▶ **YOUR GOAL**: How many lines of the items below contain the string "cargo"? Matching is case-sensitive, and the reply should be the number alone.

▶ **TASK INPUTS**:
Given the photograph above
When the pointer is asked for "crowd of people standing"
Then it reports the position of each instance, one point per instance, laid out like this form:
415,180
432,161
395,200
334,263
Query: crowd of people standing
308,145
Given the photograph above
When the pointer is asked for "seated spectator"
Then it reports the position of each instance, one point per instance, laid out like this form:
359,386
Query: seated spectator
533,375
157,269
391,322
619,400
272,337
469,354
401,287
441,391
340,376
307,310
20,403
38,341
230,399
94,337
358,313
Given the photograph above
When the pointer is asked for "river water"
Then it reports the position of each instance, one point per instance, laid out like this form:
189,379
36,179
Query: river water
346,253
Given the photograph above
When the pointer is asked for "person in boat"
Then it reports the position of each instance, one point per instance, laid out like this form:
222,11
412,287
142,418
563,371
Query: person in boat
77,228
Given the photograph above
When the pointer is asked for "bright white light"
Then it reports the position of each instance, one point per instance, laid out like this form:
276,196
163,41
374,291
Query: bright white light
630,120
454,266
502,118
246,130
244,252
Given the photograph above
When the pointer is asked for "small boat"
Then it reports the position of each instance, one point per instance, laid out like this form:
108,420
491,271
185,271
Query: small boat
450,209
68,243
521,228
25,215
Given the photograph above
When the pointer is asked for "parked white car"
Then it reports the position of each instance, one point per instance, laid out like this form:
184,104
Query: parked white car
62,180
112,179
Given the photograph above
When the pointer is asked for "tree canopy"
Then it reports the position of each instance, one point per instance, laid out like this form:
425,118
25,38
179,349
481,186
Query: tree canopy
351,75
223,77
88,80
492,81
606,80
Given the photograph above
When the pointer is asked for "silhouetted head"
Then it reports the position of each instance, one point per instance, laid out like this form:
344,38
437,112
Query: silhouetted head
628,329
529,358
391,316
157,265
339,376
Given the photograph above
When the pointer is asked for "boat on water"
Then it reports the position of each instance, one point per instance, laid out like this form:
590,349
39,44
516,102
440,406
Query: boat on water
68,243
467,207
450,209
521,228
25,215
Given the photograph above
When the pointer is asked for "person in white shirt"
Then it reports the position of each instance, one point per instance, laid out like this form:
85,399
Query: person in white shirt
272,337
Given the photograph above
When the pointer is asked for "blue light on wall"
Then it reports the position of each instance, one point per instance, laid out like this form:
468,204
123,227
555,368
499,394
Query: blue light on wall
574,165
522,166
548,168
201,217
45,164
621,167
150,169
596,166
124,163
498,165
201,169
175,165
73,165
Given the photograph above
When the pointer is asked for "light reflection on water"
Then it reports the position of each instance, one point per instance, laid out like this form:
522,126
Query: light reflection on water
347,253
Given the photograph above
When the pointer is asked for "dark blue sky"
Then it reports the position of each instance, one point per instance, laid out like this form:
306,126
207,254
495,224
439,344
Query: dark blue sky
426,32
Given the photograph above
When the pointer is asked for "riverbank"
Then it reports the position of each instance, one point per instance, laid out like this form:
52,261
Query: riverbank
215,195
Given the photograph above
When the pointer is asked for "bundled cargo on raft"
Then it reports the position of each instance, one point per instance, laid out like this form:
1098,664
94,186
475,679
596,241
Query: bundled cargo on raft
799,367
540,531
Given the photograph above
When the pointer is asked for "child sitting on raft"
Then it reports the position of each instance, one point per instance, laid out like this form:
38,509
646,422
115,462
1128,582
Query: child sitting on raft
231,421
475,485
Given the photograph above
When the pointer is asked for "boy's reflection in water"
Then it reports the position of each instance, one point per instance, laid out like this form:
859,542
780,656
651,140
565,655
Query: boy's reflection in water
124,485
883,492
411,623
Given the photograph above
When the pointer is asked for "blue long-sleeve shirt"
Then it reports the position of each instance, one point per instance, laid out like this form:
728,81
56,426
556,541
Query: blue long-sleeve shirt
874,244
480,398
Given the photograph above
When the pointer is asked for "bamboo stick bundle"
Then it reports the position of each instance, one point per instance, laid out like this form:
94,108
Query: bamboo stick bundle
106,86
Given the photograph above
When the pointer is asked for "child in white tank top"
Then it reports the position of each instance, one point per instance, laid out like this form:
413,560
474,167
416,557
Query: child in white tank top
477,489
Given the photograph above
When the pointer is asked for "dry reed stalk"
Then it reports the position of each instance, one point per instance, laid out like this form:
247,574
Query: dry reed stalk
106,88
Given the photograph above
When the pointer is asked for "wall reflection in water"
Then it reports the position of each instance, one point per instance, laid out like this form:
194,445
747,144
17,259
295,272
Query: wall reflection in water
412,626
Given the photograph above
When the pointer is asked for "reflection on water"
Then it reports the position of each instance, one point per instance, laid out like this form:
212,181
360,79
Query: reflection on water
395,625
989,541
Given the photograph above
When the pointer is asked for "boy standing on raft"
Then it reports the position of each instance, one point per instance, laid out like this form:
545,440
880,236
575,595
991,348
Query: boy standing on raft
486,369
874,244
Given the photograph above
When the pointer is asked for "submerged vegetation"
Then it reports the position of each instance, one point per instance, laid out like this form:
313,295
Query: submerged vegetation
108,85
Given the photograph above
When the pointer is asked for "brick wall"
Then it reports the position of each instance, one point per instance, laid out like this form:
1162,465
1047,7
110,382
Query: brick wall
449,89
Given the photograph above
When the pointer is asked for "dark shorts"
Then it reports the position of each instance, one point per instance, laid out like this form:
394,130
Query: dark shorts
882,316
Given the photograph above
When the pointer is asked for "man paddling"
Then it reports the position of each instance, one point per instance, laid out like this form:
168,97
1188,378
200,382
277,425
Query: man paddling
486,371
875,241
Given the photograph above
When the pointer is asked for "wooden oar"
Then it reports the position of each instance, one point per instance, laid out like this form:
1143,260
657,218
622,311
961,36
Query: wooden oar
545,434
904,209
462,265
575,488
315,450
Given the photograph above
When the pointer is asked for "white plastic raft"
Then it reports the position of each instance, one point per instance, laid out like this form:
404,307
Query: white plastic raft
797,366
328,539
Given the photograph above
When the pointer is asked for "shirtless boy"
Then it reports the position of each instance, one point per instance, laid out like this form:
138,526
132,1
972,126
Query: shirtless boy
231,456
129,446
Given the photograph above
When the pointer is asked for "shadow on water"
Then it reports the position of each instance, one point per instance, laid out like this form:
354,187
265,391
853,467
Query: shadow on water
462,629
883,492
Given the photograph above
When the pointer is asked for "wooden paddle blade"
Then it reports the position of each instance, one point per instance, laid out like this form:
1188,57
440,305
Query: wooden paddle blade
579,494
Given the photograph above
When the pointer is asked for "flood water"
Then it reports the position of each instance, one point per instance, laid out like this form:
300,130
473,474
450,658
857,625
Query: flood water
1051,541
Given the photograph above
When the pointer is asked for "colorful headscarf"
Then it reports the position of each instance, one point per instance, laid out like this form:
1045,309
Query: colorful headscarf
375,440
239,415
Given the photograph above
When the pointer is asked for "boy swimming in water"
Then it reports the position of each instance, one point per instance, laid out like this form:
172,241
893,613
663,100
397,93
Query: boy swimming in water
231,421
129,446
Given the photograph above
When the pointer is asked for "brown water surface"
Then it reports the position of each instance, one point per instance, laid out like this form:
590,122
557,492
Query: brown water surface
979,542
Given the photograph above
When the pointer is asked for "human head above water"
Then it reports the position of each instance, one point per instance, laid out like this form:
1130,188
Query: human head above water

▶ **THE OUTPUT**: 2